INPUT MATERIAL Block Start
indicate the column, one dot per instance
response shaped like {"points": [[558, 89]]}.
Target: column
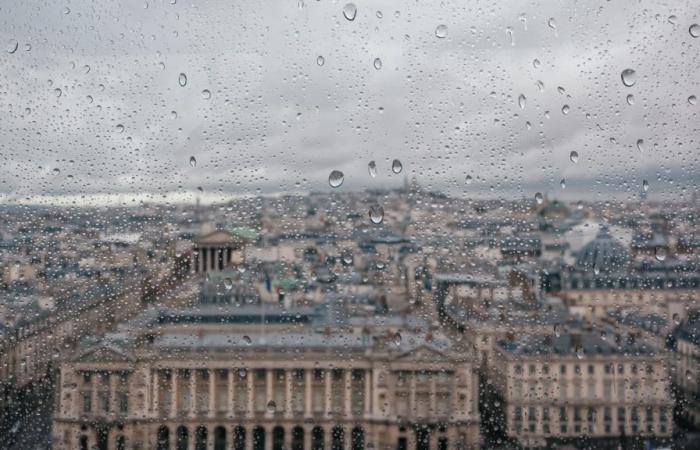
{"points": [[93, 394], [412, 395], [113, 393], [308, 401], [193, 392], [212, 394], [155, 380], [231, 390], [288, 374], [368, 392], [173, 391], [269, 381], [348, 392], [251, 396], [327, 379]]}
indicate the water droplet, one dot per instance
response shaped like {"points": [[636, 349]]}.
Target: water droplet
{"points": [[660, 253], [396, 166], [629, 77], [694, 30], [372, 169], [350, 11], [441, 31], [12, 46], [376, 214], [336, 178], [640, 145]]}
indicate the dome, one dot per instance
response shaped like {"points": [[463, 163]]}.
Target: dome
{"points": [[603, 254]]}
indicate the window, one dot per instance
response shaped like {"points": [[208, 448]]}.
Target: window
{"points": [[274, 225]]}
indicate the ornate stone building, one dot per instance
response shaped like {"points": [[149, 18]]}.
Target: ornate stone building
{"points": [[278, 385], [583, 385]]}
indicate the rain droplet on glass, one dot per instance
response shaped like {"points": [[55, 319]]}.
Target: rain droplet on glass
{"points": [[350, 11], [376, 214], [629, 77], [336, 178], [441, 31]]}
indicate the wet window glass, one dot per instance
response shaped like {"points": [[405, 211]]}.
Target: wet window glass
{"points": [[349, 225]]}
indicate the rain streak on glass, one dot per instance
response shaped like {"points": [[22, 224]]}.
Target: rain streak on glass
{"points": [[372, 169], [336, 178]]}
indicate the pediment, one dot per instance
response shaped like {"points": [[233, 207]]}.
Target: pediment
{"points": [[421, 353], [105, 353], [216, 237]]}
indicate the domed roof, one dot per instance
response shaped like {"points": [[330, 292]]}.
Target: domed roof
{"points": [[603, 254]]}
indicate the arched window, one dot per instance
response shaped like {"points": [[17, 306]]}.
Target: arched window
{"points": [[200, 442], [358, 438], [220, 438], [163, 438], [298, 438], [120, 443], [317, 438], [338, 439], [278, 438], [259, 438], [239, 438], [182, 438]]}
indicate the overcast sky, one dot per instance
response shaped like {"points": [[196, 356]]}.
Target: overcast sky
{"points": [[91, 104]]}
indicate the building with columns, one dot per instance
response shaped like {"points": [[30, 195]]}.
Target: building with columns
{"points": [[596, 387], [219, 249], [270, 385]]}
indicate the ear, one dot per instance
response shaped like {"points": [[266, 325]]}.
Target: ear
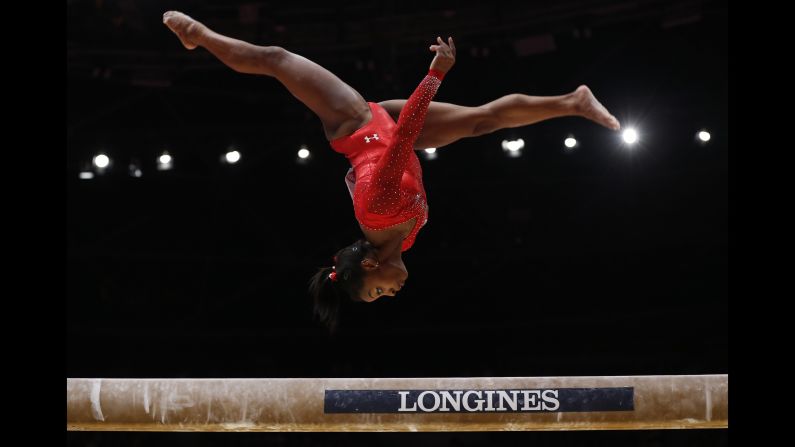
{"points": [[369, 264]]}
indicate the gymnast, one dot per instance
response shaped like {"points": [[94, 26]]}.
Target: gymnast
{"points": [[379, 140]]}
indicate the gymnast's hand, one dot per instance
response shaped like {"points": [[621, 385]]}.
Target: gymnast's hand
{"points": [[445, 55]]}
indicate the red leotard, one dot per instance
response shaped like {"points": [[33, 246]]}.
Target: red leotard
{"points": [[385, 179]]}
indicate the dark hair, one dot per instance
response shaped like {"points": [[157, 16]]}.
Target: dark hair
{"points": [[327, 294]]}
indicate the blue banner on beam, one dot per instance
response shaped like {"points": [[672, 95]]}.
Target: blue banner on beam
{"points": [[549, 400]]}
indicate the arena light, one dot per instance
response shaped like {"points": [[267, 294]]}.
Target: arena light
{"points": [[101, 161], [513, 147], [570, 143], [630, 136], [232, 157], [164, 161]]}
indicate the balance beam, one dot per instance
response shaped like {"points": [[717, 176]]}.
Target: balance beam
{"points": [[418, 404]]}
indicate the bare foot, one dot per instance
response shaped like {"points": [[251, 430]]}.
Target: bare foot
{"points": [[586, 105], [184, 26]]}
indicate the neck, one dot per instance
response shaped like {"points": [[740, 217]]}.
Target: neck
{"points": [[388, 252]]}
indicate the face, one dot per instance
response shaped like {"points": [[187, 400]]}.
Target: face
{"points": [[384, 280]]}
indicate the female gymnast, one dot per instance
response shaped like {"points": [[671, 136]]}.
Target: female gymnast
{"points": [[379, 139]]}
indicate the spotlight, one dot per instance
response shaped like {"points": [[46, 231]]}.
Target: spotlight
{"points": [[570, 142], [164, 161], [630, 136], [232, 157], [513, 147], [101, 161]]}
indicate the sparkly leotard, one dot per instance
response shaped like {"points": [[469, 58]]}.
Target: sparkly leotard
{"points": [[385, 179]]}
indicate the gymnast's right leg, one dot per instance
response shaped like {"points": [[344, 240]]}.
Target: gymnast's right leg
{"points": [[340, 108]]}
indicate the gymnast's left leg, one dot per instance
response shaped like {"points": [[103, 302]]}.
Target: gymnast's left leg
{"points": [[446, 123]]}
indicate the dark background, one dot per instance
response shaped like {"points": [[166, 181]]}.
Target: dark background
{"points": [[603, 260]]}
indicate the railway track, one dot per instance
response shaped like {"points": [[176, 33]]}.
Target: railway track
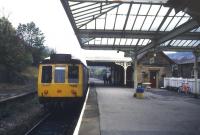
{"points": [[57, 123], [17, 98]]}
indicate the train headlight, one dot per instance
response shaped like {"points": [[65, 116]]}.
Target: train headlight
{"points": [[74, 92], [45, 92]]}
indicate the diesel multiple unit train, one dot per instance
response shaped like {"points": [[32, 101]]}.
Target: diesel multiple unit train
{"points": [[62, 78]]}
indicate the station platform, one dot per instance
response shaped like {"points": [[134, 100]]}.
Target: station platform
{"points": [[114, 111]]}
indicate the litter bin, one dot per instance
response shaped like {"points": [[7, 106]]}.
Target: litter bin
{"points": [[140, 92]]}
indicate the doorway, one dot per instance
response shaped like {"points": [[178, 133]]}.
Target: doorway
{"points": [[153, 79]]}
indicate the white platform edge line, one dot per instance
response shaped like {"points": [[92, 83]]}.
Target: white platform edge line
{"points": [[76, 131]]}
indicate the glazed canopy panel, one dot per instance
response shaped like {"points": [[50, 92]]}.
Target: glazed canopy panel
{"points": [[137, 25]]}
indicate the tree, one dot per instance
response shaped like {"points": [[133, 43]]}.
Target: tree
{"points": [[13, 55], [34, 40]]}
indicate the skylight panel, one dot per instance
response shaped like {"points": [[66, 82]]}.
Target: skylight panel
{"points": [[166, 23], [82, 5], [154, 9], [130, 22], [134, 9], [173, 41], [197, 43], [123, 9], [182, 42], [167, 43], [86, 9], [100, 23], [183, 20], [156, 23], [134, 42], [91, 42], [192, 43], [138, 22], [187, 42], [73, 3], [120, 22], [91, 25], [173, 23], [181, 13], [128, 42], [140, 42], [148, 22], [144, 9], [198, 30], [145, 42], [110, 41], [177, 42], [104, 41], [172, 13], [123, 41], [98, 41], [163, 11], [110, 19], [117, 41]]}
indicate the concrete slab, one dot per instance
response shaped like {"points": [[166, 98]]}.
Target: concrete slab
{"points": [[160, 113], [90, 122]]}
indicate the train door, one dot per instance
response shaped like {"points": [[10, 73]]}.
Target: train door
{"points": [[153, 79]]}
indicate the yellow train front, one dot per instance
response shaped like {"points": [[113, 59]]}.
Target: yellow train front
{"points": [[62, 79]]}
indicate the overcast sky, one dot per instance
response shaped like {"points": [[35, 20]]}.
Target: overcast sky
{"points": [[50, 17]]}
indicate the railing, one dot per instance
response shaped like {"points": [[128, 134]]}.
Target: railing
{"points": [[177, 82]]}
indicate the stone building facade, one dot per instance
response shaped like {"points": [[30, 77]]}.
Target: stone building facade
{"points": [[152, 68]]}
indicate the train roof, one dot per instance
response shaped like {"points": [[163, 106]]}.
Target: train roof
{"points": [[62, 59]]}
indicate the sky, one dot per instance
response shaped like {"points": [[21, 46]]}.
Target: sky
{"points": [[50, 17]]}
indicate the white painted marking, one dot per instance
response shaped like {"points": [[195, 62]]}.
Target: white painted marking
{"points": [[76, 131]]}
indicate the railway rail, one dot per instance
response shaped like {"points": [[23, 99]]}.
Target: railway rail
{"points": [[57, 123], [17, 98]]}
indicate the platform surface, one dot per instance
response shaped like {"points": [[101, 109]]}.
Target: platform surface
{"points": [[161, 112]]}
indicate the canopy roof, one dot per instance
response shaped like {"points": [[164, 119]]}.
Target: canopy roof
{"points": [[135, 25]]}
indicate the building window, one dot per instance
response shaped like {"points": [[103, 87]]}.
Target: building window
{"points": [[59, 76], [73, 72], [152, 60], [46, 74]]}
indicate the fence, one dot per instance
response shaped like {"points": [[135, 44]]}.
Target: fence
{"points": [[177, 82]]}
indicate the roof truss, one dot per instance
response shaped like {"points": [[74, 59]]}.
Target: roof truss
{"points": [[137, 25]]}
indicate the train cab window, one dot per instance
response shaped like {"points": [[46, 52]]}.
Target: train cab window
{"points": [[46, 74], [73, 74], [59, 76]]}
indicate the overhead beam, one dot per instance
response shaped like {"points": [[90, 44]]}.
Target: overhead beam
INPUT MATERIAL Block End
### EXERCISE
In the entries above, how many lines hold "overhead"? Answer with the number alone.

### OUTPUT OF THE TASK
2